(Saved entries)
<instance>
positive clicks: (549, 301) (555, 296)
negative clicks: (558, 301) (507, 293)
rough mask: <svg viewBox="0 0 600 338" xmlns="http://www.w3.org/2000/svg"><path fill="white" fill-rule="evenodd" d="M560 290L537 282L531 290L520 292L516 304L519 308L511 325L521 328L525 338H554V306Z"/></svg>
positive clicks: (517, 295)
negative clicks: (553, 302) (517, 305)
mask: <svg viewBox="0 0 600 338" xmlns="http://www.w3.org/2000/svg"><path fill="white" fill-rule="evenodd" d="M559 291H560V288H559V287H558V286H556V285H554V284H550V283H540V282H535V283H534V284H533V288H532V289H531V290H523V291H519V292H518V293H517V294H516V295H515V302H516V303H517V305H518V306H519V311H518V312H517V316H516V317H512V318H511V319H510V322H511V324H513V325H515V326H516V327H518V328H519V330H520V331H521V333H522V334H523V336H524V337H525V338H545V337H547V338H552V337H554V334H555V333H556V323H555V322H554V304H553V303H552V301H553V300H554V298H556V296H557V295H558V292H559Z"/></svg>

» Required work
The records above must be retyped in full. Keep each one exactly as it is.

» Response box
<instance>
positive clicks: (549, 301) (555, 296)
negative clicks: (558, 301) (507, 293)
rough mask: <svg viewBox="0 0 600 338" xmlns="http://www.w3.org/2000/svg"><path fill="white" fill-rule="evenodd" d="M560 290L537 282L531 290L520 292L516 304L519 308L511 325L521 328L525 338H554V306Z"/></svg>
positive clicks: (517, 295)
negative clicks: (553, 302) (517, 305)
mask: <svg viewBox="0 0 600 338" xmlns="http://www.w3.org/2000/svg"><path fill="white" fill-rule="evenodd" d="M559 291H560V288H559V287H558V286H556V285H554V284H550V283H540V282H535V283H534V284H533V288H532V289H531V290H523V291H519V292H518V293H517V294H516V295H515V302H516V303H517V305H518V306H519V311H518V312H517V316H516V317H512V318H511V319H510V322H511V324H513V325H515V326H516V327H518V328H519V330H520V331H521V333H522V334H523V336H524V337H525V338H545V337H547V338H552V337H554V334H555V333H556V323H555V322H554V304H553V303H552V301H553V300H554V298H556V296H557V295H558V292H559Z"/></svg>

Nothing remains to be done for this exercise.